Please extract each line in the listing below that contains the string "plant", copying those lines in the order they appear.

----------------

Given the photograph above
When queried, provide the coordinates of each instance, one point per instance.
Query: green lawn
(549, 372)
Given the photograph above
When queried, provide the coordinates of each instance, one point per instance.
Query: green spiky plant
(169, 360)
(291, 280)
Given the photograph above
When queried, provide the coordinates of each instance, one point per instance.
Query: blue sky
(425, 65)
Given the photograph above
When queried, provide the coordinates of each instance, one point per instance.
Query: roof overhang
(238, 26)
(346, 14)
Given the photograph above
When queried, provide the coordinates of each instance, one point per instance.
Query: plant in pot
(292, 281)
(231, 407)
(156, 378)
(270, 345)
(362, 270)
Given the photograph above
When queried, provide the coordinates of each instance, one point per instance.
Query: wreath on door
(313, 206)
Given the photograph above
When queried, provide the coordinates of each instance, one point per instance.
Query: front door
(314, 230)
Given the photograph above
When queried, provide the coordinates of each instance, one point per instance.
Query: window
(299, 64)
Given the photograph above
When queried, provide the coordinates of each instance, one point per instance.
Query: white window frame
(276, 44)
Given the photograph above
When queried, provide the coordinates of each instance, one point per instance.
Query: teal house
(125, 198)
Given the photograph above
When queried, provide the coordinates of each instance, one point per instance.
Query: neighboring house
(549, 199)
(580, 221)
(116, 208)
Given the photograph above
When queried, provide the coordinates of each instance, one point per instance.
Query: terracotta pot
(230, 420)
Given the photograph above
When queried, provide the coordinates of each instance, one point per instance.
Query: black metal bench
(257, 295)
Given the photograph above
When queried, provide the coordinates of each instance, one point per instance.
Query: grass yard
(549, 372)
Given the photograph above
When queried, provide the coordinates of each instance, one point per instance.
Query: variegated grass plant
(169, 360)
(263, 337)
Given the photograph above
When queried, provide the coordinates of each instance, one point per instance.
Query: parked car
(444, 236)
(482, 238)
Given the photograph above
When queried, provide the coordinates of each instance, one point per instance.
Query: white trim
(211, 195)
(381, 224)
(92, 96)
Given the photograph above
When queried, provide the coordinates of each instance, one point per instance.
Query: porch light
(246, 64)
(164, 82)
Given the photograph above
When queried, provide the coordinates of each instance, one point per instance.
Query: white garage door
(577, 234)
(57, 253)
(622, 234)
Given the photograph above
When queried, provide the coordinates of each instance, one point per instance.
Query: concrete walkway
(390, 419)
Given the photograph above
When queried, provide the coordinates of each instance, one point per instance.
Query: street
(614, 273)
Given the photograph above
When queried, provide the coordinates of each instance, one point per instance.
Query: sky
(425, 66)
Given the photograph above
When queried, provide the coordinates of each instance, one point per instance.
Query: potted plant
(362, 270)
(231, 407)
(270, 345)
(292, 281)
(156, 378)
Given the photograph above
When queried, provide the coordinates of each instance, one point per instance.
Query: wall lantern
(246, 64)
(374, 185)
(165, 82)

----------------

COMPLETED EXERCISE:
Query: green spiky plant
Query: plant in pot
Query: variegated grass plant
Query: potted plant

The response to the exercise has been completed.